**REQUIRED TASK**
Copy every line of the data below word for word, keeping the original order.

**INFORMATION GIVEN**
* Start *

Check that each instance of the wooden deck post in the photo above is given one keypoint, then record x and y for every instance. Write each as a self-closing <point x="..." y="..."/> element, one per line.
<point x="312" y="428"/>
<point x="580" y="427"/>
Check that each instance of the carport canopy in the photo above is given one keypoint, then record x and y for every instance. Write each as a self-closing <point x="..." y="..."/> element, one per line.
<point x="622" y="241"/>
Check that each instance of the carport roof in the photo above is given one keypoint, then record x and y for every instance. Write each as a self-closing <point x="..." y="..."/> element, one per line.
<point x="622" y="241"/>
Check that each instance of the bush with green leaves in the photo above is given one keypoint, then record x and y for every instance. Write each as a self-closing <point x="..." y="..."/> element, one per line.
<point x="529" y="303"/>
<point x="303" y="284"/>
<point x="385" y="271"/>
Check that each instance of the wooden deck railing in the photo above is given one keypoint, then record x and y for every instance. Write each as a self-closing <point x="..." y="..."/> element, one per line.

* End *

**RESULT**
Check that each instance of the wooden deck post in the photo above is given one keypoint, then record x and y for every instance. Write each as a self-closing <point x="..." y="..."/> element, one per line.
<point x="312" y="428"/>
<point x="580" y="427"/>
Check that each instance of the carport canopy in the photo above is given one keypoint, then record x and y for every instance. Write each as a self-closing <point x="..." y="..."/> element, one per line.
<point x="622" y="241"/>
Check that each instance of the carport roof in the photo above is given one keypoint, then record x and y for every instance. Write each as a self-closing <point x="..." y="..."/> element, one per line.
<point x="622" y="241"/>
Check that each instance of the bush with green leaves in the photo above is given one keypoint, then record x and y for every instance. Write each as a self-closing <point x="..." y="..."/> element, one per line.
<point x="529" y="303"/>
<point x="303" y="284"/>
<point x="385" y="271"/>
Check that each instance of the wooden deck railing in the photo above is given one keypoint, then record x and y for every instance. Write each as a self-closing <point x="..." y="..."/> element, one per line.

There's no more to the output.